Selected passage>
First I read the press release that is linked predominately on the CDMC site, and was surprised by the underlying values expressed in the statements. After perusing the articles I am still unclear on whether the statements from the press release, which I have reproduced below, are in or out of context. When I have a chance I need to read the articles from the special issue of Journal of Applied Developmental Psychology, 25, 6, Developing Children, Developing Media - Research from Television to the Internet from the Children's Digital Media Center: A Special Issue Dedicated to the Memory of Rodney R. Cocking edited by Patricia Greenfield to hopefully understand the Centers standpoint on children and teens more clearly.
To find out what young people are exposed to on the Internet, Greenfield entered a Web area devoted to teenagers - whose motto was "Be seen, be heard, be you" - and was "shocked" by what she found there, including unsolicited sexual advances from strangers.
"The sexuality expressed in a teen chat room was public, linked to strangers and had nothing to do with relationships," Greenfield said. "It was very explicit and focused on physical acts, and often associated with the degradation of women. I started to receive private instant messages, including a crude sexual advance, just by hanging out at the chat room, even though I had not participated in any of the ongoing conversations.

Dataset section>
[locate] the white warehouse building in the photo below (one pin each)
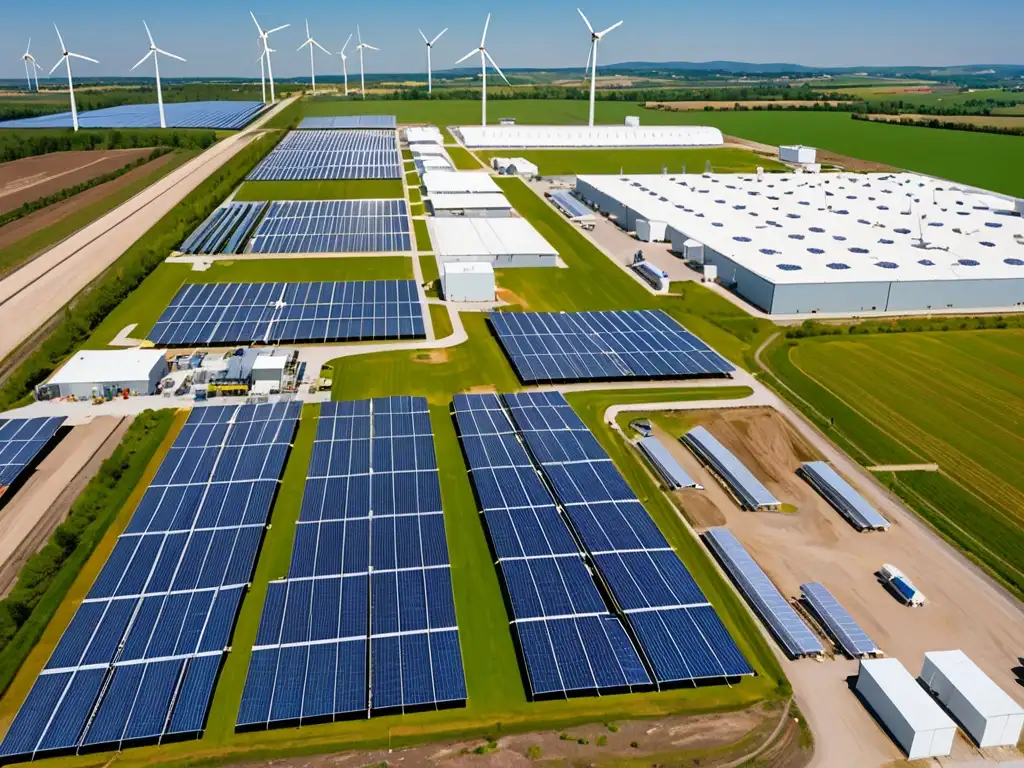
(839, 243)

What to work on>
Retype the stretch of the passage on teen chat rooms above from "To find out" through "advances from strangers.", word for word.

Correct result>
To find out what young people are exposed to on the Internet, Greenfield entered a Web area devoted to teenagers - whose motto was "Be seen, be heard, be you" - and was "shocked" by what she found there, including unsolicited sexual advances from strangers.